**Exercise description:**
Copy out each line below exactly as it appears.
## START Data listing
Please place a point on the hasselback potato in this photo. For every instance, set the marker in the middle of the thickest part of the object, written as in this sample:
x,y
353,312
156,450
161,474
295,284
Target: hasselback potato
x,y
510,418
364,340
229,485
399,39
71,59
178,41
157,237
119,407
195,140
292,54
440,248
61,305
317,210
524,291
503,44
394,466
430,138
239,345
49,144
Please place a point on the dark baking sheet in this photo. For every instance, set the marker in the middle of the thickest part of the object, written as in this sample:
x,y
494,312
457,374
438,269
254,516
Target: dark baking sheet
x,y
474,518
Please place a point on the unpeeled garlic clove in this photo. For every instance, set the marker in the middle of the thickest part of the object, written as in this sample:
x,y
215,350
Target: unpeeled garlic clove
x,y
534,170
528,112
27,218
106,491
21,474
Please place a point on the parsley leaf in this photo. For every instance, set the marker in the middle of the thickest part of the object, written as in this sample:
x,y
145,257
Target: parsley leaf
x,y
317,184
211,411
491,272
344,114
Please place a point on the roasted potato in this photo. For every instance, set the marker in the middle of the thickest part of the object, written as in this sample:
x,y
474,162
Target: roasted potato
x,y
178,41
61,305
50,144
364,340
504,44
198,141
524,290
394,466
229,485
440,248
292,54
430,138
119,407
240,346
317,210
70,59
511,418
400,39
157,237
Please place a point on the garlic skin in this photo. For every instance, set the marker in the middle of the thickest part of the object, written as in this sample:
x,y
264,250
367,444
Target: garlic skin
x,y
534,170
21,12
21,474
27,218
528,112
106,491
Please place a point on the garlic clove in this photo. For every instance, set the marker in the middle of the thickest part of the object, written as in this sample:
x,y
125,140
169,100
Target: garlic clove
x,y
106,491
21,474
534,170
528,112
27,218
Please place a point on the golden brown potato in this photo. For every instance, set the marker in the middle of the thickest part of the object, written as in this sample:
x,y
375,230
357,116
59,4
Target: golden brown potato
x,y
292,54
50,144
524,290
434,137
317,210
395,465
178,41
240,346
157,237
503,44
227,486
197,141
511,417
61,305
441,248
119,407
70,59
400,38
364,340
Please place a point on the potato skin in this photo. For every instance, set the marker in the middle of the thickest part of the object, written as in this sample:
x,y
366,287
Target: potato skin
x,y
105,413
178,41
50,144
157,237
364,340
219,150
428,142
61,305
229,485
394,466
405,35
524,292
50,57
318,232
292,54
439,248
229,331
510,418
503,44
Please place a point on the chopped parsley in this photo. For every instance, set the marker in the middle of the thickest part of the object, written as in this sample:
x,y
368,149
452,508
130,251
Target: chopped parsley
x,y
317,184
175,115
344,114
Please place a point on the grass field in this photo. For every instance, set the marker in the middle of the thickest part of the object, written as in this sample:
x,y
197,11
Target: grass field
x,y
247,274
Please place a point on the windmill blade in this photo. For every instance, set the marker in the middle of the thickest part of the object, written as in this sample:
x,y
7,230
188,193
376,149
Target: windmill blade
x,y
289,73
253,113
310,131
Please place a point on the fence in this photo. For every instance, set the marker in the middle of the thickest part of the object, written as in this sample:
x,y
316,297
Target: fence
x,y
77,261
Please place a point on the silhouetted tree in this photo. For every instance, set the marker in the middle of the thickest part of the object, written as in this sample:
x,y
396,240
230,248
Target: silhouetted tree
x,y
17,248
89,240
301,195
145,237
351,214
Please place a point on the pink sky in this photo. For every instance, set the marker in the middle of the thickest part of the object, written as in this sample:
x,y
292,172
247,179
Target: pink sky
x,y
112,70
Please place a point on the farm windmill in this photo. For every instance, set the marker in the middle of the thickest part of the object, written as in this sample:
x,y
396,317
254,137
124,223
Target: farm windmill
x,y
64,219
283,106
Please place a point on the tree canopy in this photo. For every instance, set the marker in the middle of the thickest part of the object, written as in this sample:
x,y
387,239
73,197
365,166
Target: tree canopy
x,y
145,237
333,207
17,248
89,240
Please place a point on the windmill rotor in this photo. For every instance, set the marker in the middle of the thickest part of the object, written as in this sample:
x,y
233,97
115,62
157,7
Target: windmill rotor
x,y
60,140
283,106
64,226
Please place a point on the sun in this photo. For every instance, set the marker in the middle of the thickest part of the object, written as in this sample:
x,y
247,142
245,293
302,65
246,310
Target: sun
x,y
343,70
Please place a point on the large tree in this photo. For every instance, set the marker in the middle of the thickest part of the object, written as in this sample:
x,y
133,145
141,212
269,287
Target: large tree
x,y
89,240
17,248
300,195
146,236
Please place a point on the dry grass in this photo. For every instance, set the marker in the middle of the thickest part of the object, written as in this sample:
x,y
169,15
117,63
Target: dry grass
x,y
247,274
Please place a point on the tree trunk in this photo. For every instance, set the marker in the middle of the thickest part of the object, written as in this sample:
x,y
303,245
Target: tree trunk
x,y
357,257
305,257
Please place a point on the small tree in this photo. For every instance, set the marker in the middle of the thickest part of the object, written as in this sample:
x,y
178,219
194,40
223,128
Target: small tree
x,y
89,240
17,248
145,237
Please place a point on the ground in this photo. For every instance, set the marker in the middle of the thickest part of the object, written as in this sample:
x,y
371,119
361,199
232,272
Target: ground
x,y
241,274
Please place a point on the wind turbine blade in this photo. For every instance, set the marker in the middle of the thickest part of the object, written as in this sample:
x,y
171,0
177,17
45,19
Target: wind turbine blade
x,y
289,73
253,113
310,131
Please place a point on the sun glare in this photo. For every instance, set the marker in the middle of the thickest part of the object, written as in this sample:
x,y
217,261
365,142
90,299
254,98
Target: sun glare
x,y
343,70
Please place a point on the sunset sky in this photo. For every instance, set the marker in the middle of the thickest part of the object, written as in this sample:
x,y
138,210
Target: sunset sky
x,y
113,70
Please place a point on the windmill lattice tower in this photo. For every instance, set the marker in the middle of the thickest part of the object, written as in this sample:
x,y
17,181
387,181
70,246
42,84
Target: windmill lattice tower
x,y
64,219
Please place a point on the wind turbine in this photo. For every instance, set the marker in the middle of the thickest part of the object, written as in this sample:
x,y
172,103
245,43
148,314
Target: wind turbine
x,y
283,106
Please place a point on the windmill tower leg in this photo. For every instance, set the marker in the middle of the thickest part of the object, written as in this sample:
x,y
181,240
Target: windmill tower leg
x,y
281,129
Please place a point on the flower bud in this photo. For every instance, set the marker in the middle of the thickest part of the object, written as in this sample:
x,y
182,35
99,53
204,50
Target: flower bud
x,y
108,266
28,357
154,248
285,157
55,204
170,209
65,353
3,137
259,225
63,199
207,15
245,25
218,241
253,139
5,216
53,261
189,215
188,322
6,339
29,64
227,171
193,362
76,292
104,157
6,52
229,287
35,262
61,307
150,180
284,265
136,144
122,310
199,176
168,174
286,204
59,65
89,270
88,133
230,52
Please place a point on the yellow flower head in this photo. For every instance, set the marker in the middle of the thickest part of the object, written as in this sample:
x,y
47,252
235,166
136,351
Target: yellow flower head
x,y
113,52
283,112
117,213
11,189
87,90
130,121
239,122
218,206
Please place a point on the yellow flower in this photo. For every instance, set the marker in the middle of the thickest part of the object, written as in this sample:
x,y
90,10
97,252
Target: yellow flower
## END Data listing
**Task response:**
Please place a point on the hasselback potato in this photo. For every instance, set the marker in the middle of the thickest part of the object, written as in this sample:
x,y
353,312
156,450
161,474
295,284
Target: hasselback potato
x,y
510,418
364,340
229,485
399,39
71,59
178,41
157,237
119,407
195,140
292,54
440,248
61,305
317,210
524,291
503,44
394,466
430,138
239,345
49,144
Please place a point on the dark baking sheet in this photo. For every instance, set the marker in the middle of the thickest part of the object, written as in this sample:
x,y
494,312
457,374
438,269
254,516
Target: dark baking sheet
x,y
474,518
Please place a point on the unpeeled garlic clove in this photo. For every instance, set the marker in the middle of the thickest part of the object, written as in this sample:
x,y
215,350
Target: unpeeled garlic clove
x,y
534,170
528,112
27,218
106,491
21,474
Please place a point on the parsley leaf in this photo. For every instance, set the marker in the middle of the thickest part of the object, written as in this sample:
x,y
145,257
Target: parsley leaf
x,y
317,184
211,411
491,272
344,114
Please place a point on the roasted potato in this photo. For every instance, set the marker in the middle of the thickest part of the object, written as in this sample:
x,y
474,162
Target: roasted potato
x,y
178,41
61,305
50,144
364,340
504,44
198,141
524,290
394,466
229,485
440,248
292,54
430,138
119,407
240,346
317,210
70,59
511,418
400,39
157,237
Please place a point on the garlic skin in this photo. For every instance, set the marker in the middle of the thickest part of the object, written as in this sample:
x,y
264,250
367,444
Target: garlic skin
x,y
534,170
21,12
21,474
27,218
528,112
106,491
Please place a point on the garlic clove in this photo. For every instance, set the marker in the middle of the thickest part of the object, written as in this sample:
x,y
125,140
169,100
Target: garlic clove
x,y
106,491
21,474
534,170
528,112
27,218
Please place a point on the golden brown potato in this photo. For every instance, set the marker in the middle of the thickest part of the object, written as in this sample:
x,y
375,230
357,116
59,4
Target: golden brown potato
x,y
292,54
50,144
524,290
434,137
317,210
395,465
178,41
240,346
157,237
503,44
227,486
197,141
511,417
61,305
441,248
119,407
70,59
400,38
364,340
Please place a point on the potato skin in this photo. For every instance, set the marker in the middle of the thickest part of the object, written as in this sample:
x,y
366,287
Target: potato skin
x,y
105,413
178,41
50,144
157,237
364,340
219,150
428,142
61,305
229,485
394,466
405,35
524,292
50,57
318,232
292,54
439,248
229,331
510,418
503,44
Please place a point on the chopped parsley in this photo. For every instance, set the marker in the middle of the thickest part of the object, written as in this sample:
x,y
368,149
452,508
130,251
Target: chopped parsley
x,y
317,184
175,115
344,114
Please place a point on the grass field in this photo. For every instance, set the marker in the middle of the thickest part of the object, written as in this sample:
x,y
197,11
Target: grass field
x,y
247,274
Please place a point on the windmill blade in this photo. For every instance, set the marker in the middle of the thickest part of the object, written as in this sample:
x,y
7,230
188,193
376,149
Target: windmill blade
x,y
289,73
253,113
310,131
Please place a point on the fence in this photo. For every instance, set the marker in the middle of the thickest part of the object, written as in this sample:
x,y
316,297
Target: fence
x,y
77,261
Please place a point on the silhouetted tree in this photo. For every instance, set the marker in the middle of the thickest part of the object, written as in this sample:
x,y
396,240
230,248
Target: silhouetted tree
x,y
17,248
89,240
301,195
145,237
351,214
Please place a point on the pink sky in this photo. For every instance, set the marker in the middle of the thickest part of the object, written as in this sample:
x,y
292,172
247,179
Target: pink sky
x,y
112,70
Please place a point on the farm windmill in this photo. For every instance, set the marker in the middle of the thickest part of the object, written as in this sample:
x,y
396,317
254,137
124,223
Target: farm windmill
x,y
64,219
283,106
Please place a point on the tree canopy in this photo. For every instance, set the marker in the middle of the thickest part of the object, written as in this sample:
x,y
387,239
73,197
365,166
Target: tree canopy
x,y
145,237
333,207
17,248
89,240
Please place a point on the windmill rotor in this photo. For every instance, set the marker in the middle of the thickest part of the object, written as in this sample:
x,y
233,97
115,62
157,7
Target: windmill rotor
x,y
60,140
283,106
64,226
Please place a point on the sun in this photo. For every instance, set the marker in the middle of the thickest part of the object, written as in this sample:
x,y
247,142
245,293
302,65
246,310
Target: sun
x,y
343,70
Please place a point on the large tree in this photo. For every instance, set the marker in the middle of the thickest part of the object, written as in this sample:
x,y
133,145
141,212
269,287
Target: large tree
x,y
89,240
17,248
300,195
146,236
Please place a point on the dry grass in this photo. For every instance, set the marker in the middle of the thickest part of the object, written as in this sample:
x,y
169,15
117,63
Target: dry grass
x,y
247,274
Please place a point on the tree trunk in this photo. For every instance, set the marker in the middle of the thickest part of the object, written as in this sample:
x,y
303,245
Target: tree trunk
x,y
357,257
305,257
Please place a point on the small tree in this photo. For every instance, set the marker in the middle of the thickest part of the object, written as in this sample:
x,y
178,219
194,40
223,128
Target: small tree
x,y
89,240
17,248
145,237
Please place a point on the ground in this photo. For every instance, set the marker in the middle of the thickest part of the object, written as in this sample:
x,y
371,119
361,199
232,272
Target: ground
x,y
241,274
Please place a point on the wind turbine blade in this photo. For every instance, set the marker in the middle of the thickest part of the object, written as in this sample:
x,y
171,0
177,17
45,19
Target: wind turbine blade
x,y
289,73
253,113
310,131
Please place a point on the sun glare in this photo. For every instance, set the marker in the middle of the thickest part of the object, written as in this sample:
x,y
217,261
365,142
90,299
254,98
Target: sun glare
x,y
343,70
Please place a point on the sunset sky in this photo. For every instance, set the marker in the middle of the thickest part of the object, written as in this sample:
x,y
138,210
Target: sunset sky
x,y
113,70
Please place a point on the windmill lattice tower in this photo. For every instance, set the marker in the middle of the thickest part of the object, written as in this sample:
x,y
17,181
387,181
70,246
42,84
Target: windmill lattice tower
x,y
64,219
Please place a point on the wind turbine in this photo. For every instance, set the marker in the middle of the thickest part of the object, written as in this sample:
x,y
172,103
245,43
148,314
Target: wind turbine
x,y
283,106
Please place a point on the windmill tower leg in this photo. For every instance, set the marker in the middle of the thickest part of the object, written as in this sample:
x,y
181,240
Target: windmill tower leg
x,y
281,129
Please place a point on the flower bud in this photo. For every instance, set the marker in the middle of the thickest part of the object, written as in this sample:
x,y
182,35
99,53
204,50
Target: flower bud
x,y
108,266
28,357
154,248
285,157
55,204
170,209
65,353
3,137
259,225
63,199
207,15
245,25
218,241
253,139
5,216
53,261
189,215
188,322
6,339
29,64
227,171
193,362
76,292
104,157
6,52
229,287
35,262
61,307
150,180
284,265
136,144
122,310
199,176
168,174
286,204
59,65
89,270
88,133
230,52
Please place a point on the yellow flower head in this photo. For every instance, set the marker in the middle of the thickest part of the object, written as in this sample:
x,y
47,252
235,166
136,351
Target: yellow flower head
x,y
113,52
283,112
117,213
11,189
87,90
130,121
239,122
218,206
Please place a point on the yellow flower in this photo. For every instance, set the marker in the middle of the thickest part of the object, written as in this sample:
x,y
90,10
97,252
Target: yellow flower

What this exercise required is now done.